### [TASK REQUIREMENTS]
Send back every line of the data exactly.

### [EXERCISE MATERIAL]
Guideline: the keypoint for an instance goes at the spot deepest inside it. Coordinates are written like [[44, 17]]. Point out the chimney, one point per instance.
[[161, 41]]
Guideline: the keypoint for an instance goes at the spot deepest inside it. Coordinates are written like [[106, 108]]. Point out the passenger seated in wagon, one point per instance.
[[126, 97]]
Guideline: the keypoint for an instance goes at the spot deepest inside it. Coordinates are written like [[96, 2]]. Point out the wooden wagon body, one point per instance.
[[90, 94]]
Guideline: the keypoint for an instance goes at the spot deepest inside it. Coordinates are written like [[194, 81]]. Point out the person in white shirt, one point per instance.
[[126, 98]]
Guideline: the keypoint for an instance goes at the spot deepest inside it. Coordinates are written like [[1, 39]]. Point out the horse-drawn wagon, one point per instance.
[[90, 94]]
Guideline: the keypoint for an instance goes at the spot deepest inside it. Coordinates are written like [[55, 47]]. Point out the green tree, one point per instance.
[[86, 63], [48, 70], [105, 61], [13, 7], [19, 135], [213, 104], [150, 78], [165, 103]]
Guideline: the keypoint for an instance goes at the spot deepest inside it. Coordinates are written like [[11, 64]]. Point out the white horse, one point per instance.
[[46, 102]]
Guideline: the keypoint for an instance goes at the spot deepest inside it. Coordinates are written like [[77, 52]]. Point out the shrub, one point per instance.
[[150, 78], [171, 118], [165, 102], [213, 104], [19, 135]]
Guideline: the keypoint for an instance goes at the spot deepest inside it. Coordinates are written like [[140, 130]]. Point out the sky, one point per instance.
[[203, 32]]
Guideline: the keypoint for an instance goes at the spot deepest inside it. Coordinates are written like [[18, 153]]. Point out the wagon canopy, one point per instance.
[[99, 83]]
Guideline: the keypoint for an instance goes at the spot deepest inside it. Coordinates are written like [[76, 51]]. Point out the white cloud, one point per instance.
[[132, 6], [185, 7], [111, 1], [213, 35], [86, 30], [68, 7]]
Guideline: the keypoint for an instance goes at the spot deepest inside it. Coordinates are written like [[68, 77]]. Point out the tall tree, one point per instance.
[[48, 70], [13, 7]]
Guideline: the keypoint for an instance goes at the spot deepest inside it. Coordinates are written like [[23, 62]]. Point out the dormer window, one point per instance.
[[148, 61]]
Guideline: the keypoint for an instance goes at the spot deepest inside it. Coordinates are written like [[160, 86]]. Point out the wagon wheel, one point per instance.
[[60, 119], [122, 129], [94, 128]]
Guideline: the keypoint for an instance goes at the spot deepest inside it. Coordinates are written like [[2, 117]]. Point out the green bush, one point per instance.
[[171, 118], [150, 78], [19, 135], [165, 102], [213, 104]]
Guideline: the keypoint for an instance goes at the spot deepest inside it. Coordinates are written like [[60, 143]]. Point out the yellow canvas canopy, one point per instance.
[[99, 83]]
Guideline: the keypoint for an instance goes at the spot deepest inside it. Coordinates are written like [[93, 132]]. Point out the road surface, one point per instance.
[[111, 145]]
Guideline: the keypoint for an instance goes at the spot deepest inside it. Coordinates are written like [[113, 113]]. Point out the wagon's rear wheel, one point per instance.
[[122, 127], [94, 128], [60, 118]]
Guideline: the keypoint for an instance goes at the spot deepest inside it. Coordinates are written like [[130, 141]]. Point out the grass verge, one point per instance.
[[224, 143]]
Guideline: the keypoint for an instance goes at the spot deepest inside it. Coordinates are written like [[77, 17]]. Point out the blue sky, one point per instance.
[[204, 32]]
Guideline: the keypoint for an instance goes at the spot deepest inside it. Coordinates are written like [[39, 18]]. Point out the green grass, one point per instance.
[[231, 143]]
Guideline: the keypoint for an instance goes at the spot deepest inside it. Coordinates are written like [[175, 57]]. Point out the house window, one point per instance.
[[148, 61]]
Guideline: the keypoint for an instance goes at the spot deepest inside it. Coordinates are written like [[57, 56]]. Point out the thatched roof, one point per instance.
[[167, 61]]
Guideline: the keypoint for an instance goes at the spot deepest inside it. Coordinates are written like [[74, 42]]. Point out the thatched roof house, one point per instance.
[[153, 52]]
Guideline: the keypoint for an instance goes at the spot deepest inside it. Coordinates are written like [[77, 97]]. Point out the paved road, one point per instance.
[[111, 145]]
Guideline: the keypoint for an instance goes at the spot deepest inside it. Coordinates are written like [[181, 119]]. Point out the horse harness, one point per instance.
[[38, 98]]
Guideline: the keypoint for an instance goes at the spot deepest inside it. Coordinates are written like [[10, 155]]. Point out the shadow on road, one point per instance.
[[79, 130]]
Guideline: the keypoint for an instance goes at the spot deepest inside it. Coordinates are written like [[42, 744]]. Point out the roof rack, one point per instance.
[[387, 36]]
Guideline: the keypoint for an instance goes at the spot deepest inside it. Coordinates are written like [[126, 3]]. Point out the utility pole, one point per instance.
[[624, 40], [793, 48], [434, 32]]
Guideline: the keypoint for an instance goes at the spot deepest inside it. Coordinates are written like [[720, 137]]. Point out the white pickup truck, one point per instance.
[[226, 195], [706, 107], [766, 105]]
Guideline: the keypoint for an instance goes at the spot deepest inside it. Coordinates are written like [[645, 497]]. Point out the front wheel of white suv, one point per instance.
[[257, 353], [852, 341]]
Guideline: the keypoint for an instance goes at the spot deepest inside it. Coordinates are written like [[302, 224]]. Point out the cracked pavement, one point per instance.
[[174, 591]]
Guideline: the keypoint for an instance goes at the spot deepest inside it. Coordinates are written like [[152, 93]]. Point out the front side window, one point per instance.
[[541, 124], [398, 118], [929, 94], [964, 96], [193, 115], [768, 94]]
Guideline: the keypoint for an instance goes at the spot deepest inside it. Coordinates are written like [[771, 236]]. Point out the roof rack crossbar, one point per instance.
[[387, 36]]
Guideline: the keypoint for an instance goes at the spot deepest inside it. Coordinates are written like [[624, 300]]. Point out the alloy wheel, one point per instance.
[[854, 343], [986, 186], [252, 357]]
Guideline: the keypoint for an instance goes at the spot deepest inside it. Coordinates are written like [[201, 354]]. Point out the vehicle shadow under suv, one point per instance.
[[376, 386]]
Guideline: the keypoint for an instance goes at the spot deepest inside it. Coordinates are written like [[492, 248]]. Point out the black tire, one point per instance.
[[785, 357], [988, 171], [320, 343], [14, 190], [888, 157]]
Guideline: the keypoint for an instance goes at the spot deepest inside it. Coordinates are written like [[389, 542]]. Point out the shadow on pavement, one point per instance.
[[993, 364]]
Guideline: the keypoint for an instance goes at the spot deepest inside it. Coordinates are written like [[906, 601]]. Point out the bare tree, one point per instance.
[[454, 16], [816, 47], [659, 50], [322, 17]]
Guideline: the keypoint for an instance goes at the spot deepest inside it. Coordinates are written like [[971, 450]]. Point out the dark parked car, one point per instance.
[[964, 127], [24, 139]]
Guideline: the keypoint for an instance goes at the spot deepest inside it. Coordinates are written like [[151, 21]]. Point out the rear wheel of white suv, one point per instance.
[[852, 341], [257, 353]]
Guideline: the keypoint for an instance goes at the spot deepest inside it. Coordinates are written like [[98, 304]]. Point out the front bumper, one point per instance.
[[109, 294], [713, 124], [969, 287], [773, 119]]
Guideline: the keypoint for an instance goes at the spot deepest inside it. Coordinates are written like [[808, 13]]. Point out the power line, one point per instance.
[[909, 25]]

### [TASK RESULT]
Guideline: the keypoint for an instance goes at the spot deepest inside it. Coordinates are written like [[44, 17]]. Point out the chimney, one point per instance.
[[161, 41]]
Guideline: the keypoint for an instance goes at the spot deepest inside it. Coordinates are written like [[106, 108]]. Point out the passenger seated in wagon, one point per instance.
[[126, 97]]
Guideline: the keypoint for an instance goes at the spot deepest inside it. Coordinates are written like [[96, 2]]. Point out the wooden wagon body, one point per instance.
[[90, 94]]
Guideline: the keypoint for an instance goes at the spot deepest inside it. Coordinates are written like [[194, 81]]. Point out the person in white shirt, one point per instance.
[[126, 98]]
Guideline: the keypoint for an instance goes at the spot deepest inside it. Coordinates are written like [[1, 39]]. Point out the horse-drawn wagon, one point per instance.
[[90, 94]]
Guideline: the keypoint for an instance goes at the spot deepest inside it. Coordinates are written like [[55, 47]]. Point out the green tree, one point per instance.
[[86, 63], [48, 70], [105, 61], [13, 7], [19, 135], [213, 104], [150, 78], [165, 103]]
Guideline: the keypoint for an instance goes at the spot deepest inside it. Coordinates are written like [[11, 64]]. Point out the white horse, one point per instance.
[[46, 102]]
Guideline: the keypoint for an instance goes at the spot deepest inside it. Coordinates are written like [[77, 52]]. Point out the shrub, one point per instance.
[[150, 78], [171, 118], [165, 102], [213, 104], [19, 135]]
Guideline: the keypoint for an instance goes at the spot deepest inside it. Coordinates are written like [[140, 130]]. Point out the sky, one point per instance.
[[203, 32]]
Guideline: the keypoint for an instance goes at the spot deepest inside it. Coordinates are written like [[18, 153]]. Point out the wagon canopy, one point per instance.
[[99, 83]]
Guideline: the keypoint for an instance goes at the spot deepest inside it. Coordinates are written like [[76, 51]]. Point out the white cloud, one point per instance.
[[132, 6], [185, 7], [111, 1], [213, 35], [86, 30], [68, 7]]
Guideline: the keypoint for an instance goes at the spot deepest inside it. Coordinates are written like [[68, 77]]. Point out the tall tree, one point per instance.
[[48, 70], [13, 7]]
Guideline: the keypoint for an instance goes at the spot deepest inside it. Coordinates are written like [[23, 62]]. Point out the dormer window, one point per instance.
[[148, 61]]
Guideline: the keypoint for an instance goes at the spot deepest inside it. Coordinates are written like [[160, 86]]. Point out the wagon wheel, one point per instance.
[[60, 119], [122, 129], [94, 128]]
Guideline: the keypoint for an instance goes at the spot deepest inside it. Coordinates are written like [[2, 117]]. Point out the green bush, one point per instance.
[[171, 118], [150, 78], [19, 135], [165, 102], [213, 104]]
Guideline: the keypoint for an instance goes at the spot deepest inside it. Coordinates are written like [[60, 143]]. Point out the yellow canvas canopy, one point per instance.
[[99, 83]]
Guideline: the keypoint for an instance goes at the spot deepest inside it. Coordinates are written like [[93, 132]]. Point out the road surface, one point per instance.
[[111, 145]]
Guideline: the keypoint for an instance goes at the spot deepest inside it. Coordinates are written like [[113, 113]]. Point out the wagon's rear wheel, one point per instance.
[[122, 127], [94, 128], [60, 118]]
Guideline: the keypoint for an instance goes at the spot deepest inside it. Coordinates are written like [[130, 141]]. Point out the grass verge, one point per instance.
[[224, 143]]
Guideline: the keypoint for an instance goes at the spot deepest inside it. Coordinates are written like [[77, 17]]. Point out the blue sky, one point per instance.
[[204, 32]]
Guideline: the keypoint for an instance goes at the spot deepest inside it. Coordinates are written like [[39, 18]]. Point out the green grass, one point per instance.
[[231, 143]]
Guideline: the keypoint for an instance goes at the spot deepest inside it. Coordinates are written like [[175, 57]]. Point out the house window, one point per instance.
[[148, 61]]
Guideline: the keypoint for an instance goes at the spot deepest inside it. Coordinates are written like [[57, 56]]. Point out the thatched roof, one point per instance.
[[167, 61]]
Guideline: the keypoint for an instance goes at the spot deepest inside it. Coordinates are written like [[74, 42]]. Point out the thatched roof house, one point per instance.
[[153, 52]]
Guideline: the keypoint for an instance goes at the spot deepest inside it. Coordinates are written like [[77, 97]]. Point out the paved road, one point per instance.
[[111, 145]]
Guideline: the keypoint for an instance goes at the spot deepest inside it. Coordinates are written like [[181, 119]]. Point out the horse harness, one point per instance.
[[38, 98]]
Guideline: the keypoint for an instance goes at the spot deepest inside it. Coordinates are written like [[10, 155]]. Point out the shadow on road, one point per instance.
[[79, 130]]
Guideline: the keypoint for an instance goes at the spot deepest inside it. Coordinates are written like [[42, 744]]. Point out the roof rack, one point per instance.
[[387, 36]]
Guideline: the keypoint for an instance goes at the spot deepest inside it. Coordinates are written like [[126, 3]]. Point out the utility pole, one point per instance.
[[624, 40], [793, 48], [434, 32]]
Guideline: the keypoint for an instance goes at the spot deepest inside it. Coordinates are written like [[720, 137]]. Point out the white pickup truck, one point per instance.
[[226, 195], [706, 107], [766, 105]]
Guideline: the keypoint for an instance goes at the spot deepest inside it. Coordinates are written like [[645, 497]]. Point out the front wheel of white suv, one point per instance.
[[257, 353], [852, 341]]
Guideline: the keypoint for an instance goes at the spot deepest inside it. Coordinates are written like [[302, 224]]. Point out the cracked pavement, one point per instance.
[[174, 591]]
Guideline: the keypoint for an instance goes at the spot deepest inside it. Coordinates are written like [[152, 93]]. Point out the front side window, one point per instance.
[[541, 124], [398, 118], [929, 94], [964, 96], [193, 115], [768, 94]]
Guideline: the keypoint for an instance goes at the spot deepest inside it. Coordinates are written like [[771, 236]]. Point out the roof rack crossbar, one point per instance.
[[387, 36]]
Guideline: the keypoint for an instance goes at the spot deepest inside it. Coordinates are written like [[624, 300]]. Point out the alloy wheel, one point per instance.
[[854, 343], [986, 186], [252, 357]]
Guideline: the keypoint for an instance goes at the spot deepest inside it. Coordinates are written like [[201, 354]]. Point out the vehicle shadow under suv, one point per instance.
[[376, 386]]
Guideline: the keypoint for an instance goes at the spot deepest inside it. Coordinates are written like [[492, 248]]. Point out the black tire, one point per instance.
[[785, 357], [988, 171], [320, 343], [14, 190], [888, 157]]
Guideline: the keypoint for an instance goes at the spot deepest inside it. Coordinates are written like [[389, 542]]. Point out the shadow on pavement, one point per instance.
[[993, 364]]
Guideline: the keypoint for an instance goes at the spot deepest inside it. Coordinates are written like [[906, 601]]. Point out the bare tree, one point per instance.
[[454, 16], [816, 47], [659, 50], [322, 17]]
Guideline: the keypoint for an instance goes at the spot deepest inside it. Coordinates are written like [[971, 450]]. Point out the dark parked car, one point per instance.
[[964, 127], [24, 139]]
Guideline: the keypoint for an instance goes at the spot deepest inside it. Coordinates are written like [[151, 21]]. Point out the rear wheel of white suv, one point per instance.
[[852, 341], [257, 353]]
Guideline: the keypoint for an instance goes at the spot deepest inside it. Coordinates are written like [[98, 304]]. Point out the front bumper, one point per instance.
[[109, 294], [713, 124], [969, 287], [773, 119]]
Guideline: the keypoint for an instance goes at the spot deepest inside it. Coordinates are written like [[808, 13]]. Point out the power line, one point per instance.
[[909, 25]]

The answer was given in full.